# start of Provided entries
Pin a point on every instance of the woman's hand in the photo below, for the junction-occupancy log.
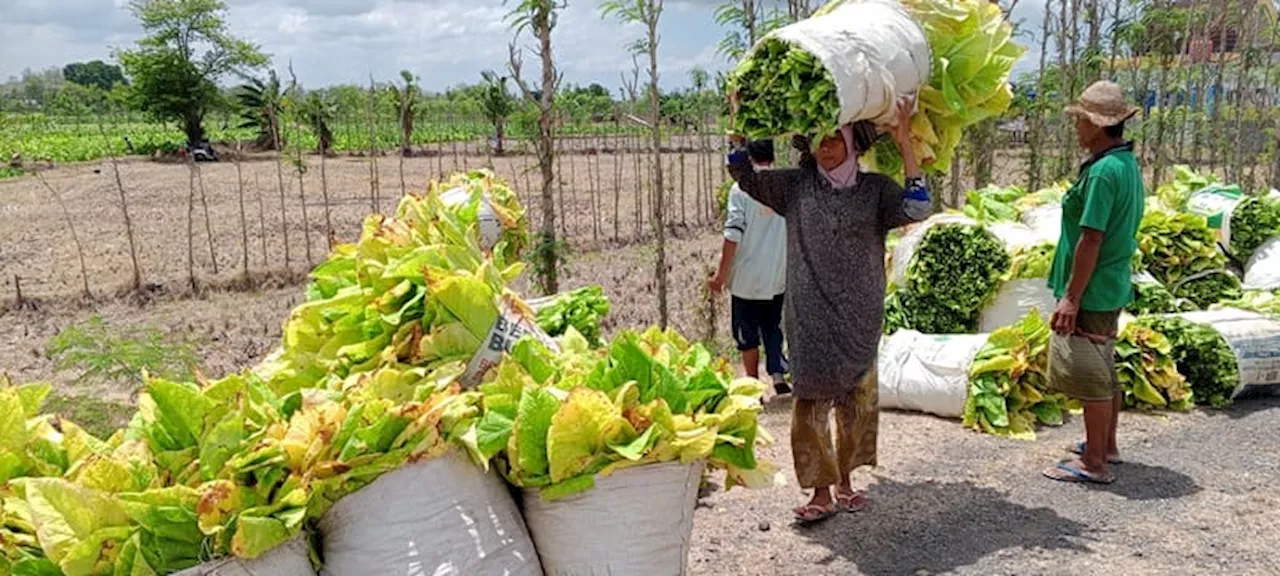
(734, 138)
(901, 131)
(1064, 316)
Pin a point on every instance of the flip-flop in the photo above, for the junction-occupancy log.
(1078, 449)
(1065, 472)
(850, 502)
(812, 513)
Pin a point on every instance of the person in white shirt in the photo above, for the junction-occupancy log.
(753, 265)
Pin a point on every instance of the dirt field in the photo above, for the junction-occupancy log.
(1197, 496)
(37, 248)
# end of Provided entries
» **Exercise objective**: Copy out every entry above word for word, omitting the picture.

» **The output**:
Pin a point on every instance of the woman's hand in the photo below, for the junction-occupancy log.
(734, 138)
(901, 131)
(1064, 316)
Pin a point on every instance of the flip-flop in the photo above, for the junction-occupancy log.
(1078, 449)
(1065, 472)
(850, 502)
(812, 513)
Pin a point on every instance of the person in white shirt in the photo above, for the junction-occupancy log.
(753, 265)
Pin a point on every instance of the dirt field in the photo above, for the junction-occupancy log.
(1197, 496)
(37, 248)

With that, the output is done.